**Task to carry out**: Of all the lines in the entries below, give again exactly those starting at the line containing "Target: white bus body" and ending at the line containing "Target: green foliage", both ends included, and no others.

**Given entries**:
|---|

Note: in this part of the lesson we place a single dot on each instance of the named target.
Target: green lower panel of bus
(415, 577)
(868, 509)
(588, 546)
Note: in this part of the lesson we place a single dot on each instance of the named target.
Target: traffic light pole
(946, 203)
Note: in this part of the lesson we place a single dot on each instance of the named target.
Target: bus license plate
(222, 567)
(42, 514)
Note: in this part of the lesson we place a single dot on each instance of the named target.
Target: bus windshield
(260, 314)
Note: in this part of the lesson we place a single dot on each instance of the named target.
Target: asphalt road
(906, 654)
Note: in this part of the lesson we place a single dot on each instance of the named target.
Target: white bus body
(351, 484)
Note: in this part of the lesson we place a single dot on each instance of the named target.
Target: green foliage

|---|

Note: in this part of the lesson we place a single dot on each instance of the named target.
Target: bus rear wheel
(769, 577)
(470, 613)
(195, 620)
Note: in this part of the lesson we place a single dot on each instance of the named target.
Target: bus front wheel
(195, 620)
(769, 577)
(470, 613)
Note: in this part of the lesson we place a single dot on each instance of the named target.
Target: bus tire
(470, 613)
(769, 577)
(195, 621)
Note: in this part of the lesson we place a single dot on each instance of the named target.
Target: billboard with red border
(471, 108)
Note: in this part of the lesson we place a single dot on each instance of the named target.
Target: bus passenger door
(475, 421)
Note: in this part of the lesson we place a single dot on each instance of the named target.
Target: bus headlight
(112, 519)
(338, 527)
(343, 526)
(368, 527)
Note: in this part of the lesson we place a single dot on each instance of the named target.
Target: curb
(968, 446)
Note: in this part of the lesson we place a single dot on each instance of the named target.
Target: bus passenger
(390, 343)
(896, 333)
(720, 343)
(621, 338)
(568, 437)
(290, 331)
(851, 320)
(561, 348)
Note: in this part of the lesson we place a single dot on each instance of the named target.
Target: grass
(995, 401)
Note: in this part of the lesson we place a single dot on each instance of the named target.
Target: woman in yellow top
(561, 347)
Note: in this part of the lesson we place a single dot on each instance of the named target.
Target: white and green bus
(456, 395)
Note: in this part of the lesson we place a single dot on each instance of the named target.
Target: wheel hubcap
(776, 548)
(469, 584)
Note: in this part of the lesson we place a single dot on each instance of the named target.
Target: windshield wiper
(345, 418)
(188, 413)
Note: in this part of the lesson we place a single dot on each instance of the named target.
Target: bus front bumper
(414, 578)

|---|

**Result of the exercise**:
Target: white bus body
(351, 484)
Note: in this part of the lesson we place a single dot on each instance of the named target.
Target: green foliage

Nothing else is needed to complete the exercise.